# WORK INSTRUCTIONS
Each entry has to be set down again with no alteration.

■ ■ ■ ■

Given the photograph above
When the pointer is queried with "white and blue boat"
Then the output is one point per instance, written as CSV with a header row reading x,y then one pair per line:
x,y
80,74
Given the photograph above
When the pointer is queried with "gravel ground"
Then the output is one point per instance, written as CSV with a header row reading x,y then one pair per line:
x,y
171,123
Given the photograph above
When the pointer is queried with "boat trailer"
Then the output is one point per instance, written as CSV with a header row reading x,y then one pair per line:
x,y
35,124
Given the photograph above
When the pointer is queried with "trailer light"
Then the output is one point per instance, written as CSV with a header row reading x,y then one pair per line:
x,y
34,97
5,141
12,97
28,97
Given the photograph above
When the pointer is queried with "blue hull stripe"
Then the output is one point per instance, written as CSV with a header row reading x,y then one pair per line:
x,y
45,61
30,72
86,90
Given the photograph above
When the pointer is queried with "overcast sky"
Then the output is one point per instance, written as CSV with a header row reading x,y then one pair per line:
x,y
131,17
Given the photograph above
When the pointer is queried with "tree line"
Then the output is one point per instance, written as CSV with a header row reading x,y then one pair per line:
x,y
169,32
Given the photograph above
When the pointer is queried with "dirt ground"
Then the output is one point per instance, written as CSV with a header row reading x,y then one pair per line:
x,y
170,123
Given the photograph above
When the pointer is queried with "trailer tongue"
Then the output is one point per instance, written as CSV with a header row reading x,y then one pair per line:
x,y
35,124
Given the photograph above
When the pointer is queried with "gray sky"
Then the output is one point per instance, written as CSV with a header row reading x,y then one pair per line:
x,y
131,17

■ ■ ■ ■

# RESPONSE BELOW
Given the photograph above
When the pointer is queried with "white and blue boat"
Then the output is one point per instance, written as CSV with a header row reading x,y then one pair per line:
x,y
80,74
Given the photograph above
When the pointer is queried with "gravel ground"
Then the output is one point per instance, written as CSV with a header row reading x,y then one pair per line:
x,y
171,123
Given the photograph above
When the pointer is queried with "boat trailer"
Then the output is one point per instance, written as CSV with a header row reading x,y then one pair per line:
x,y
35,124
Given the photograph above
When the pointer is queried with "trailer light"
Then the output is one point per instance, written as CSV with a header row reading x,y then one pair per line:
x,y
34,97
5,141
12,97
28,97
Given the photograph above
When the pointer is queried with "blue hull stripe"
Then the output is one point per instance, written as CSV with a header row reading x,y then one pair per line:
x,y
45,61
30,72
86,90
Given the photograph above
When the pointer is queried with "overcast sky"
Then the output is one point per instance, written as CSV with a header row reading x,y then one pair per line:
x,y
131,17
Given the photograph above
When the pointer is queried with "tree line"
Then the output is one point per instance, written as CSV with a header row reading x,y then one pair per line:
x,y
169,32
Given the photograph above
When the pointer is queried with "dirt ground"
Then the output is one point per instance, written as CSV with a header row reading x,y then one pair per line:
x,y
170,123
Given the photograph above
When the pointer is queried with "trailer tongue"
Then the output is one point per instance, written as CSV with a header row reading x,y then one pair per line:
x,y
35,124
Given the photograph above
When the pointer is queried with "gray sky"
Then the output is one point per instance, written as CSV with a header row reading x,y then one pair per line:
x,y
131,17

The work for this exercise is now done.